= Written task =
Can you write out the records from the start up to and including the line with "Trace every instance of the sandy ground now.", changing "sandy ground" to "rocky ground" and leaving everything else unchanged?

[START Stored data]

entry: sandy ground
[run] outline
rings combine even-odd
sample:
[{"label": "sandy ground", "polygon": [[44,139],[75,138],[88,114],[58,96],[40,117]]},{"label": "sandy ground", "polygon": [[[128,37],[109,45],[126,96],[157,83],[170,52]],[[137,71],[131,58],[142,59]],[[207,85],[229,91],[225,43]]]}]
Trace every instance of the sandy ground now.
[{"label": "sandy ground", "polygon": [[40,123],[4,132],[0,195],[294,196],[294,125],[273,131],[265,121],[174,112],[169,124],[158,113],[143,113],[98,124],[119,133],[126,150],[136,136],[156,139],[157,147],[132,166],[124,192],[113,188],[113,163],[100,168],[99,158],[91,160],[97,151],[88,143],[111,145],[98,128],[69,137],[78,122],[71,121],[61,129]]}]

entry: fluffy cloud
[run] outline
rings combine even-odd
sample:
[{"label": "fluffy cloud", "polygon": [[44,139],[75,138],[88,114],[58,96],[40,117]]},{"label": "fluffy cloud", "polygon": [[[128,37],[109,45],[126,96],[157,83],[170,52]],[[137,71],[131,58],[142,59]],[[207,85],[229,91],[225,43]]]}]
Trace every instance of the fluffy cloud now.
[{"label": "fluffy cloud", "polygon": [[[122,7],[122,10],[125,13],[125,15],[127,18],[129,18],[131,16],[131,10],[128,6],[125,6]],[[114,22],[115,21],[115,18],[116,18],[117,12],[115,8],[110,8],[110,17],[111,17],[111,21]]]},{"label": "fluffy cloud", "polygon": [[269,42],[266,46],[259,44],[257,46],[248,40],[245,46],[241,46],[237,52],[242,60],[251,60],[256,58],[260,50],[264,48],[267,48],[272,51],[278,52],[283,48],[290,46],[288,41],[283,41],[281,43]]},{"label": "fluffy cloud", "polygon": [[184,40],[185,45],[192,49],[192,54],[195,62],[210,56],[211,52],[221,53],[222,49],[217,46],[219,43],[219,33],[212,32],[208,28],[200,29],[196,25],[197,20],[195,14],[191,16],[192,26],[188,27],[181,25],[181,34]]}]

[END Stored data]

= Solution to this problem =
entry: rocky ground
[run] outline
rings combine even-odd
sample:
[{"label": "rocky ground", "polygon": [[44,139],[75,138],[88,114],[58,96],[40,117]]},{"label": "rocky ground", "polygon": [[[128,37],[109,45],[126,96],[157,83],[170,52]],[[137,71],[131,58],[142,59]],[[207,85],[229,91],[225,43]]]}]
Trace every instance of the rocky ground now.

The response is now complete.